Directions for this task: Could you write the entries out again, exactly as they are?

[Data entries]
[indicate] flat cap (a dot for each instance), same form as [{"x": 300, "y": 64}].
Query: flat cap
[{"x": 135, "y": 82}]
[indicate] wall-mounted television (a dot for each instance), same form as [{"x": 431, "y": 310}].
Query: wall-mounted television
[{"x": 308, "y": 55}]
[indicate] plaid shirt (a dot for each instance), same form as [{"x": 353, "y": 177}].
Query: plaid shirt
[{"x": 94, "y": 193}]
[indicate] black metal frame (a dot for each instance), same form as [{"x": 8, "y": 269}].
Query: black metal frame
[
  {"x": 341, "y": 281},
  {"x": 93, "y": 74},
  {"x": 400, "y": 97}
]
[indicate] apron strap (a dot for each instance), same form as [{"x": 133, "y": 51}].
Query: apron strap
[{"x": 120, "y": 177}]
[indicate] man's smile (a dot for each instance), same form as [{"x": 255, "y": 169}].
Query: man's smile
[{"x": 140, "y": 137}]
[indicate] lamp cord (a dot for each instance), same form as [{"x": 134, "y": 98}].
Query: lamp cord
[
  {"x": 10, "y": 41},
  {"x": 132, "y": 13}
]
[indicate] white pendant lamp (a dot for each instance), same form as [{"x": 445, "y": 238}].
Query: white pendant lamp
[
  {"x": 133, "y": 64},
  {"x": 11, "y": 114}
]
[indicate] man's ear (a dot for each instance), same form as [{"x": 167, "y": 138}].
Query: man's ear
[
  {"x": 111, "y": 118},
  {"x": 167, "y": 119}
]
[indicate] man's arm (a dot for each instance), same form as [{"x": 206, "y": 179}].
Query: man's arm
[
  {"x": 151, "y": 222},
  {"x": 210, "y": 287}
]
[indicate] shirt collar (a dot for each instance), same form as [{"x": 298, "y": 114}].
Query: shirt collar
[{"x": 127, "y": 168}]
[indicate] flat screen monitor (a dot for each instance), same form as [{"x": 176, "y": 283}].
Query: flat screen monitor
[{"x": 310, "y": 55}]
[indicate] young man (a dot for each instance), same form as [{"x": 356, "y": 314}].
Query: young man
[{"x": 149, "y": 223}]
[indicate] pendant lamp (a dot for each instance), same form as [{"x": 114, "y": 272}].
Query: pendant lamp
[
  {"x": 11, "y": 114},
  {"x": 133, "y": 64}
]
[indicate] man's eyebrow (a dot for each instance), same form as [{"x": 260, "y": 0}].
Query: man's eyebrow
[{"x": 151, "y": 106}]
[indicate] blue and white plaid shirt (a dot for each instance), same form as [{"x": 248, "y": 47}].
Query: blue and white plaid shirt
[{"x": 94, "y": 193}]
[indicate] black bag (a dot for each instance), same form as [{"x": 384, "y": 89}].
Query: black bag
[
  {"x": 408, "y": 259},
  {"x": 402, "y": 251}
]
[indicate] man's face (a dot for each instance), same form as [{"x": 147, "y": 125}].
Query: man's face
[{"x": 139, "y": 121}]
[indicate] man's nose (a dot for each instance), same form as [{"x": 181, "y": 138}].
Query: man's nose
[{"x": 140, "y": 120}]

Finished exercise:
[indicate] flat cap (a dot for each instance), same form as [{"x": 300, "y": 64}].
Query: flat cap
[{"x": 135, "y": 82}]
[indicate] wall-mounted television (a dot for each instance), same form as [{"x": 431, "y": 310}].
Query: wall-mounted television
[{"x": 308, "y": 55}]
[indicate] plaid shirt (a dot for each instance), same form as [{"x": 353, "y": 177}].
Query: plaid shirt
[{"x": 94, "y": 193}]
[indicate] black metal frame (a dot for each instance), same form as [{"x": 8, "y": 269}].
Query: black metal frame
[
  {"x": 341, "y": 281},
  {"x": 93, "y": 74},
  {"x": 400, "y": 97}
]
[indicate] apron strap (a dot for each instance), same form as [{"x": 133, "y": 51}].
Query: apron strap
[{"x": 120, "y": 177}]
[indicate] man's smile (a dot for each instance), same form as [{"x": 255, "y": 169}].
Query: man's smile
[{"x": 140, "y": 137}]
[indicate] lamp cord (a dot for each instance), same form as [{"x": 134, "y": 98}].
Query: lamp cord
[
  {"x": 10, "y": 41},
  {"x": 132, "y": 13}
]
[indicate] white pendant lamp (a dot for each instance), same form as [{"x": 445, "y": 238}].
Query: white pendant lamp
[
  {"x": 133, "y": 64},
  {"x": 11, "y": 114}
]
[indicate] man's ear (a dot for each instance), same form as [{"x": 167, "y": 138}].
Query: man's ear
[
  {"x": 111, "y": 118},
  {"x": 167, "y": 119}
]
[indicate] man's arm (a dot for each instance), same form as [{"x": 206, "y": 179}].
Query: man's arm
[
  {"x": 151, "y": 222},
  {"x": 210, "y": 287}
]
[indicate] shirt collar (a dot for each instance), same form as [{"x": 298, "y": 114}].
Query: shirt collar
[{"x": 127, "y": 168}]
[indicate] flat screen monitor (a dot for each instance), same form as [{"x": 176, "y": 283}].
Query: flat screen monitor
[{"x": 310, "y": 55}]
[indicate] young man (a dot for each instance), same form as [{"x": 356, "y": 314}].
Query: young man
[{"x": 149, "y": 223}]
[indicate] pendant lamp (a dot for each instance), same form as [{"x": 114, "y": 272}].
Query: pendant lamp
[
  {"x": 11, "y": 114},
  {"x": 133, "y": 64}
]
[indicate] man's eyebrow (a dot for each instance), same form as [{"x": 260, "y": 0}].
Query: man's eyebrow
[{"x": 151, "y": 106}]
[indicate] blue and white plaid shirt (a dot for each instance), same form as [{"x": 248, "y": 47}].
Query: blue and white plaid shirt
[{"x": 94, "y": 193}]
[indicate] black bag (a dot for each instance), same form as [{"x": 384, "y": 89}].
Query: black bag
[
  {"x": 408, "y": 259},
  {"x": 402, "y": 251}
]
[indicate] man's face (a dot for each instance), same form as [{"x": 147, "y": 125}].
Query: man's face
[{"x": 139, "y": 121}]
[indicate] man's nose (a dot for each instance), same form as [{"x": 181, "y": 138}].
Query: man's nose
[{"x": 140, "y": 120}]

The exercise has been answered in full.